Provided text =
━━━━━━━━━━━━━━━━
The diagnosis of AHEI can usually be made based on clinical manifestations; therefore, a skin biopsy is not essential [3, 5, 17]. However, misdiagnoses are common and the classification criteria suggested by Krause et al. are not sensitive, include an evolutive feature not present at the diagnosis, and are not validated. All skin biopsies performed in our series showed a leukocytoclastic vasculitis, some with presence of C3 on direct immunofluorescence [30]. Although leukocytoclastic vasculitis can be found on the skin biopsies of patients with IgAV [31] and purpura fulminans, skin biopsies can be helpful to differentiate between diagnoses [31,32,33]. In urticaria multiforme, a skin biopsy shows diffuse dermal edema, perivascular and interstitial lymphocytic infiltrate with variable number of eosinophils and/or neutrophils, and, rarely, a leukocytoclastic vasculitis [33]. IgA deposits on direct immunofluorescence are highly suggestive of IgAV [31]. A bacterial culture of the skin biopsy specimen can suggest purpura fulminans even after the initiation of antibiotics [32, 34].

In uncertain cases, an expert opinion may also be sought, in which case photographs of the cutaneous lesions become critical. In our study, patients were classified as probable AHEI in 69% of cases reported by dermatologists versus in 47% of cases reported by pediatricians. This discrepancy was likely due to the lack of available photographs in cases reported by pediatricians.

Limitations and strengths

Our study is limited by its retrospective design; we could not avoid recall bias and incomplete data, such as missing photographs. Moreover, the interexpert disparity observed was probably linked to the current lack of criteria for diagnosing condition, the lack of clinical photographs for some patients, and the missing data due to retrospective collection, although we excluded patients with missing data for important data. However, we described the largest series of AHEI published to date, with all cases of AHEI diagnosed by three independent experts. Recent literature included case series with a lower sample size (16 and 26 patients) [6, 17] and systematic reviews of the Acute Hemorrhagic Edema Bibliographic Database, but patients/reports included were not reviewed by experts [24, 25, 30]. Indeed, the main strength of our work is that we included only patients with a probable diagnosis of AHEI defined by three experts. We believe that cases reported in the literature could be misdiagnosed as AHEI, because in the present work, 32% of cases had doubtful AHEI. In addition, we compared patients with probable and doubtful AHEI to highlight clinical features that could help clinicians in the diagnosis of AHEI.
━━━━━━━━━━━━━━━━
Exercise prompt = Condense the paragraph of the AHEI text that begins "Our study is limited by its retrospective design" into a short bulleted list that keeps its main facts.

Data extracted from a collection
━━━━━━━━━━━━━━━━
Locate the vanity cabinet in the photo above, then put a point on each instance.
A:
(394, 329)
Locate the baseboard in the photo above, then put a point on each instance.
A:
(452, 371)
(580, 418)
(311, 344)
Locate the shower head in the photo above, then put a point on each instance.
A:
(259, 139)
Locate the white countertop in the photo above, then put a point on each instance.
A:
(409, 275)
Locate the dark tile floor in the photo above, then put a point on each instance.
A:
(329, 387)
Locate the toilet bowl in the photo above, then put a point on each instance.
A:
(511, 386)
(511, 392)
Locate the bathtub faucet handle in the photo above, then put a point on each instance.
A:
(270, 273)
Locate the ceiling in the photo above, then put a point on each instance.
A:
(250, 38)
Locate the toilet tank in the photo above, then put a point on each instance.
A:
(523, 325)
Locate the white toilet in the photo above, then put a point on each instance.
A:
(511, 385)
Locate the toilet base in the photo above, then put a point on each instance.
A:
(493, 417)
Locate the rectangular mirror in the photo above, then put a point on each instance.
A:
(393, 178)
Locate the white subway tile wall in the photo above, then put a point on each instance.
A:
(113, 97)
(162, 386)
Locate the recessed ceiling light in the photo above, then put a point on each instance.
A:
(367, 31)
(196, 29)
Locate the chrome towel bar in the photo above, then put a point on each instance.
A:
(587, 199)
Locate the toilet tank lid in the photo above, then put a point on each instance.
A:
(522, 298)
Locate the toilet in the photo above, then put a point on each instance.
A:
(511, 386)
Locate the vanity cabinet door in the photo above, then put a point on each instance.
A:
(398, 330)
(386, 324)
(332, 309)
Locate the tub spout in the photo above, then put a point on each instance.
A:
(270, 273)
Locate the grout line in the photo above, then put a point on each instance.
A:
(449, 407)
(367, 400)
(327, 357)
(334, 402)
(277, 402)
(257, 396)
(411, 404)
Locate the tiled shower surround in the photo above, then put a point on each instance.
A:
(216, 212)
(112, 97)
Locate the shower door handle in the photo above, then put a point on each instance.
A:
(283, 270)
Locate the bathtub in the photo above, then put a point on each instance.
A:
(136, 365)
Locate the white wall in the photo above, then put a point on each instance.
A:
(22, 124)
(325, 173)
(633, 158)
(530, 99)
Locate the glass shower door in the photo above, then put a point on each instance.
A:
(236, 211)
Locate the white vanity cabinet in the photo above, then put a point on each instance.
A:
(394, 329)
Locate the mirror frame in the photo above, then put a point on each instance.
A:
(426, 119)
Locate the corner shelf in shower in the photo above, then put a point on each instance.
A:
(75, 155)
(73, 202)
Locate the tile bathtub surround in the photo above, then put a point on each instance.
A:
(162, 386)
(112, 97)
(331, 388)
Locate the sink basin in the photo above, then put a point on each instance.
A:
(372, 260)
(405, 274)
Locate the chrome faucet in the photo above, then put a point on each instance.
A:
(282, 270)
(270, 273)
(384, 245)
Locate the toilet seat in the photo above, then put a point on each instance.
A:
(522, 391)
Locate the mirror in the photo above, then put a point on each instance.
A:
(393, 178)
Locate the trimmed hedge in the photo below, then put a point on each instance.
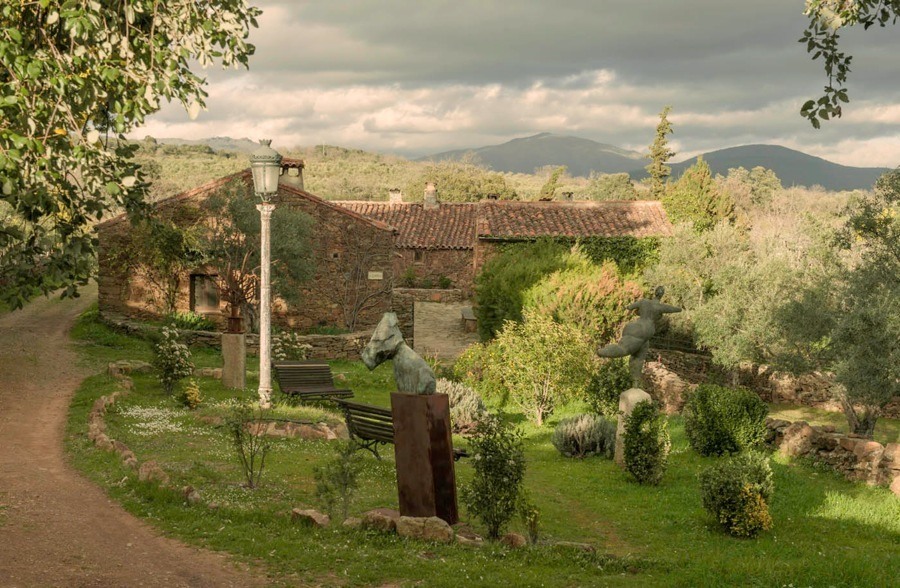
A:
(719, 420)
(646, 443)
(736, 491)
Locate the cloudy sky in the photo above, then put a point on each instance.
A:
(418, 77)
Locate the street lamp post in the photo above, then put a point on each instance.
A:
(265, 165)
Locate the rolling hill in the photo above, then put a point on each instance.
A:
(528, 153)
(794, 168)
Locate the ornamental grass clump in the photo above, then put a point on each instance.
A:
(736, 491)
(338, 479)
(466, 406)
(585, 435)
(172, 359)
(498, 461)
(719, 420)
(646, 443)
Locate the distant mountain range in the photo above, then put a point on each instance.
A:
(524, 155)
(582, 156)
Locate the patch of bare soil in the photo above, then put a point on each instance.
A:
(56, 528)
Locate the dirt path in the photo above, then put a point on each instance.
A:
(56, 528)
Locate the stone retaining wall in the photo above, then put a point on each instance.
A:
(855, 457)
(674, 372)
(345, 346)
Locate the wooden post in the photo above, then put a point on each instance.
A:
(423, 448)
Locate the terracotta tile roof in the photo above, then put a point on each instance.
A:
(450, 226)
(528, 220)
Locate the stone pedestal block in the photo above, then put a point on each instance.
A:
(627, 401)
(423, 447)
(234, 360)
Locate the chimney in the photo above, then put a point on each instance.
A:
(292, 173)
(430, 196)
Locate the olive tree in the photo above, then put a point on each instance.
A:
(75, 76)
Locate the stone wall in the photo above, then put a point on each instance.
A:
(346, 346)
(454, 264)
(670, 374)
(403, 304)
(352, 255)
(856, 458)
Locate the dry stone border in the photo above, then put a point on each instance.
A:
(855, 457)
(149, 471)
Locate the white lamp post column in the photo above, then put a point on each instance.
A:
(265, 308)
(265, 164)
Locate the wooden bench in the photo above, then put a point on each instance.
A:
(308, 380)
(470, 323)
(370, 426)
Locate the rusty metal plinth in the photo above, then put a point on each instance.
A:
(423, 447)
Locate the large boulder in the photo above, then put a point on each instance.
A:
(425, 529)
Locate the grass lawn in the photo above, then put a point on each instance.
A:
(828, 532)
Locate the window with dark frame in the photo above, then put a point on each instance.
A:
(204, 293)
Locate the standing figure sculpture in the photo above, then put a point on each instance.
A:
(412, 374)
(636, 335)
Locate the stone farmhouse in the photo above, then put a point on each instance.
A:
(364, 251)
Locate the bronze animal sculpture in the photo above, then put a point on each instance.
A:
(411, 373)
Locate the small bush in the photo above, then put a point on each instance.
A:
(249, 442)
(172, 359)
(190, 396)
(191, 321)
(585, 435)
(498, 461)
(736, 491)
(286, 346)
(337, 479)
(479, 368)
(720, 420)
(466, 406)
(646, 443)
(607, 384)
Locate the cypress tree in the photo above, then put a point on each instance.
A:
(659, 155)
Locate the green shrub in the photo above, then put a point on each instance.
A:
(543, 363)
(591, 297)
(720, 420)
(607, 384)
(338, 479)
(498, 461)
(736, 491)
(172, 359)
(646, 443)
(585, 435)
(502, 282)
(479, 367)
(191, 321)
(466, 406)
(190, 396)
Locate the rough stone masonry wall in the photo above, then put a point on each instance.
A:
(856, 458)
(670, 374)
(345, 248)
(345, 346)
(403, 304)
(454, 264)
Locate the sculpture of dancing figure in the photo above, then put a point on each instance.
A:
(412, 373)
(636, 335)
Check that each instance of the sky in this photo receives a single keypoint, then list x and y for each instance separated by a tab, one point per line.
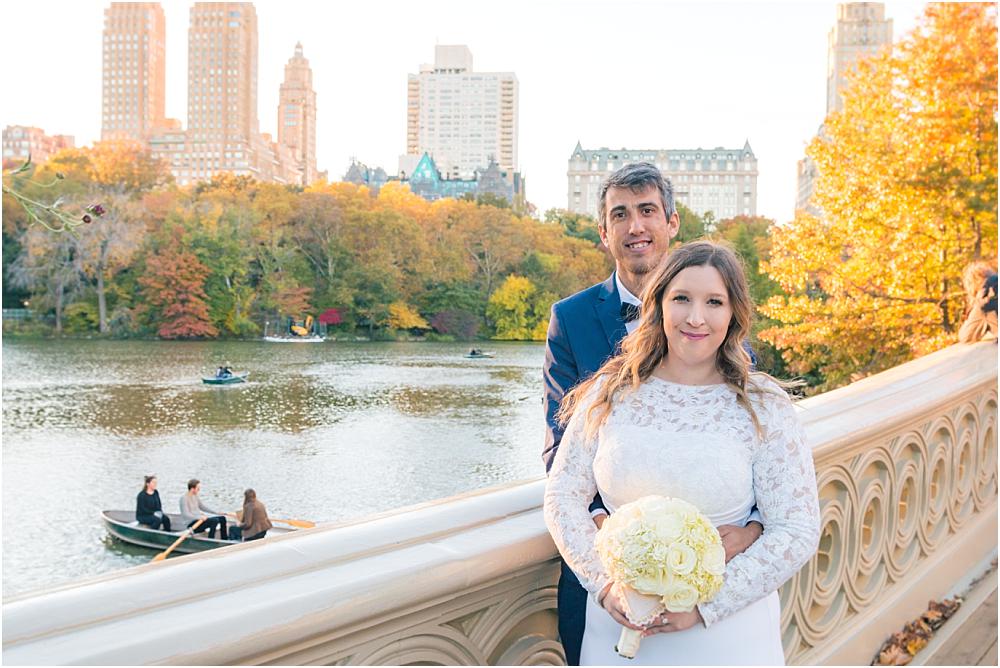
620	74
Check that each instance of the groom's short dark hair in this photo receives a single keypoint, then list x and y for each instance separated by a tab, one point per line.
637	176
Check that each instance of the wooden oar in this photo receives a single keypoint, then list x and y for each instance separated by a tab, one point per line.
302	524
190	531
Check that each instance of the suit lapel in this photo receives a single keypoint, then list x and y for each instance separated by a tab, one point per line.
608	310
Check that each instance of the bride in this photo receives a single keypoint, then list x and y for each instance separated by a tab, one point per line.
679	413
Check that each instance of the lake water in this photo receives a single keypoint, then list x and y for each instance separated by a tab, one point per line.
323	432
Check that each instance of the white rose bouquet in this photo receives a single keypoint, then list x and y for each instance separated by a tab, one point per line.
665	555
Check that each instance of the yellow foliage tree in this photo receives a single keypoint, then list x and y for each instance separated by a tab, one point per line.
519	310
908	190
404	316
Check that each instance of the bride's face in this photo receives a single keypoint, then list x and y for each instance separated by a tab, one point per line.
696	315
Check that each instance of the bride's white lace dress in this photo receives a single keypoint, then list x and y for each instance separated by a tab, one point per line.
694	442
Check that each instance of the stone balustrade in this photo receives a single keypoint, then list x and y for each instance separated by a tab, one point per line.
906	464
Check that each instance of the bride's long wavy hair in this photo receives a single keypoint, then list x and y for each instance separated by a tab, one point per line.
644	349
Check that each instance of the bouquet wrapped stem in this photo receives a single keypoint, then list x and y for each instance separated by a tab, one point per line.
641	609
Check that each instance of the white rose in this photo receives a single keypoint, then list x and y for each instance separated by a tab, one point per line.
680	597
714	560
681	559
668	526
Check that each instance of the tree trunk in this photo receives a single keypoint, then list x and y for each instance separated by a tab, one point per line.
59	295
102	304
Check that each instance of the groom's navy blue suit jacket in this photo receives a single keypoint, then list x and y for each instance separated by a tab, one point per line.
━━━━━━━━━━━━━━━━
Answer space =
- The retrospective design meant recall bias and incomplete data, such as missing photographs, could not be avoided.
- Disagreement between experts was probably linked to the lack of diagnostic criteria, missing clinical photographs for some patients, and missing data from retrospective collection. Patients missing important data were excluded.
- The study describes the largest AHEI series published to date, and three independent experts diagnosed every case.
- Recent case series in the literature were smaller (16 and 26 patients). Systematic reviews of the Acute Hemorrhagic Edema Bibliographic Database did not have their patients or reports reviewed by experts.
- The main strength is that only patients with a probable AHEI diagnosis, as defined by three experts, were included.
- In this study, 32% of cases had doubtful AHEI, so the authors believe some cases in the literature may have been misdiagnosed as AHEI.
- Patients with probable and doubtful AHEI were compared to highlight clinical features that could help clinicians diagnose AHEI.